Problem description: Give the records once more, exactly as they stand.

Records for this exercise:
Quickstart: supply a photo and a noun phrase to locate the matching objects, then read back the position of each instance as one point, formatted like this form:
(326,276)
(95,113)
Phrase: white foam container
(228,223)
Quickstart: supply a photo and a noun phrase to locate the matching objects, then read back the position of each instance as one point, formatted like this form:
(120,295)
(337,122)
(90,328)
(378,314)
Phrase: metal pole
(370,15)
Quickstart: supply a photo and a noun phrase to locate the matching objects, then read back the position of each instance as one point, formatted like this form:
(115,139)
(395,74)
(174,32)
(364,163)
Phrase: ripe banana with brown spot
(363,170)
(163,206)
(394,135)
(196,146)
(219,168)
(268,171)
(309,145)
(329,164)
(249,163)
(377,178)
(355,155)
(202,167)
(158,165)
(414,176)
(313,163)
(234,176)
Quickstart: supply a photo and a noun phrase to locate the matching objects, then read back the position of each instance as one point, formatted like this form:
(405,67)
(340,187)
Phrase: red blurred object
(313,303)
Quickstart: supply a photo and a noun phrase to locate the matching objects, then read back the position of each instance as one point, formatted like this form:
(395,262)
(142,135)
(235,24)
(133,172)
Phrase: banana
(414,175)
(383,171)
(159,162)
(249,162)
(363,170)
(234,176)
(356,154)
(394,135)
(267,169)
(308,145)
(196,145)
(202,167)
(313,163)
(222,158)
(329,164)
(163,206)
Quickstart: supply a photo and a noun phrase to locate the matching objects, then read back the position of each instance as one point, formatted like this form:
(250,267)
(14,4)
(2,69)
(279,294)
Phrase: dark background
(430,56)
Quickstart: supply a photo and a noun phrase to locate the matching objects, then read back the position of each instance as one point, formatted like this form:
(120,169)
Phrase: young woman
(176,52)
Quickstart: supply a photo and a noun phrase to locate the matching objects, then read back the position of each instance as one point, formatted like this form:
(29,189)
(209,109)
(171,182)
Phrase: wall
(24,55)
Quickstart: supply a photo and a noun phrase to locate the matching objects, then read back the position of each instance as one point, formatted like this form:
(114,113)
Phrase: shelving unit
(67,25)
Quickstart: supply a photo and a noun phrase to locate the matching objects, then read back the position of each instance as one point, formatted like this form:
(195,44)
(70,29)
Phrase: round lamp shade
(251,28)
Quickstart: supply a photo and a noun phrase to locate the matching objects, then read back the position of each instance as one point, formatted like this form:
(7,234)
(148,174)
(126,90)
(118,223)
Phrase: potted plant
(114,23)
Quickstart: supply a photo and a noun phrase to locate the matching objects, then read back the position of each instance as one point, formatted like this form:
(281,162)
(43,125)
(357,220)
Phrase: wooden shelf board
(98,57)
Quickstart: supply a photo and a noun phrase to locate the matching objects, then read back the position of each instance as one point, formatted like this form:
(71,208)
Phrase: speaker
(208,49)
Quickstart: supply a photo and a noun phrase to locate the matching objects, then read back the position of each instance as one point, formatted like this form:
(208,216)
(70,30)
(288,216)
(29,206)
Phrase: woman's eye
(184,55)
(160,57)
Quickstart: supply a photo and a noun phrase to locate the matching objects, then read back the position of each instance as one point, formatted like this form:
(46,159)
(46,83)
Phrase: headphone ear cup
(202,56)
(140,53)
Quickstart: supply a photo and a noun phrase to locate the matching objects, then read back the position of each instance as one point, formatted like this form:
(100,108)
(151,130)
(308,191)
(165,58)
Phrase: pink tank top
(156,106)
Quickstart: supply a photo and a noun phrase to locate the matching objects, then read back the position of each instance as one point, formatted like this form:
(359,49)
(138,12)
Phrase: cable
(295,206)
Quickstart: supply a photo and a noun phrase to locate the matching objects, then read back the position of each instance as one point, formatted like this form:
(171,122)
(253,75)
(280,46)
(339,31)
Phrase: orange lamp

Response:
Quickstart: supply a photo and a noun phrase to locate the matching objects, then read back the position of each instance as one point, formatted like this form:
(326,276)
(95,113)
Phrase: white foam container
(228,223)
Quickstart: supply a photo and a noun phrase to locate the matching objects, then read back the position of each instance as one point, formatted like this form:
(120,295)
(337,122)
(90,328)
(378,314)
Phrase: metal pole
(370,15)
Quickstart: supply a photo and a noun phrase to locate the matching objects, then read back the position of each instance as one point, formatted like this form:
(115,139)
(395,74)
(174,32)
(364,163)
Phrase: ripe banana with brown spot
(363,170)
(163,206)
(394,135)
(196,146)
(219,168)
(268,171)
(309,145)
(329,164)
(249,163)
(377,178)
(355,155)
(202,167)
(158,165)
(414,176)
(313,163)
(234,176)
Quickstart: supply a photo and a noun phrase to locate the matching objects, then read back the position of each instance as one point, formatted like this form:
(405,67)
(340,187)
Phrase: red blurred object
(313,303)
Quickstart: supply a photo and a noun phrase to locate the matching objects, then read back the position of each instance as one point, formatted like this form:
(395,262)
(142,135)
(235,24)
(133,172)
Phrase: banana
(414,175)
(383,171)
(159,162)
(249,162)
(363,170)
(234,176)
(356,154)
(394,135)
(267,169)
(308,145)
(196,145)
(202,167)
(313,163)
(222,158)
(329,164)
(163,206)
Quickstart: supply a photo and a noun phrase to locate the matching objects, then read back the position of each instance as one point, formatted like this form:
(250,267)
(14,4)
(2,69)
(279,294)
Phrase: dark background
(430,56)
Quickstart: supply a photo and a noun phrase to locate the matching objects, then read back the position of each instance as one point, formatted like this form:
(120,169)
Phrase: young woman
(176,52)
Quickstart: supply a photo and a noun phrase to locate the matching objects, then read back the position of each instance as one point, formatted like this form:
(29,189)
(209,109)
(171,182)
Phrase: wall
(24,55)
Quickstart: supply a photo and a noun phrase to locate the matching objects, then read back the position of each instance as one point, formatted like this form:
(114,113)
Phrase: shelving unit
(67,25)
Quickstart: supply a photo and a noun phrase to locate the matching objects, then read back the position of each instance as one point, formatted like this form:
(195,44)
(70,29)
Phrase: round lamp shade
(251,28)
Quickstart: supply a photo and a noun phrase to locate the matching objects, then read back the position of each instance as one point, formatted like this form:
(7,234)
(148,174)
(126,90)
(118,223)
Phrase: potted plant
(114,23)
Quickstart: supply a photo and a noun phrase to locate the matching objects, then read back the position of each instance as one point, formatted like this form:
(281,162)
(43,125)
(357,220)
Phrase: wooden shelf board
(98,57)
Quickstart: supply a photo and a noun phrase to locate the matching objects, then read back the position of each instance as one point, formatted like this form:
(71,208)
Phrase: speaker
(208,49)
Quickstart: supply a photo and a noun phrase to locate the matching objects, then read back the position of each instance as one point, formatted like this form:
(208,216)
(70,30)
(288,216)
(29,206)
Phrase: woman's eye
(184,55)
(160,57)
Quickstart: supply a photo and a noun phrase to locate the matching objects, then read back the position of each instance as one point, formatted like this form:
(46,159)
(46,83)
Phrase: headphone ear cup
(202,56)
(140,53)
Quickstart: supply a photo and a noun phrase to locate the matching objects, then read back the position of each instance as one point, formatted like this form:
(100,108)
(151,130)
(308,191)
(165,58)
Phrase: pink tank top
(156,106)
Quickstart: supply a photo and a noun phrase to locate the matching objects, then read back the position of each instance as one point, formatted like this form:
(359,49)
(138,12)
Phrase: cable
(295,206)
Quickstart: supply a photo and a noun phrase to locate the matching objects, then read back the position of each instance as one point, formatted like this form:
(171,122)
(253,75)
(280,46)
(339,31)
Phrase: orange lamp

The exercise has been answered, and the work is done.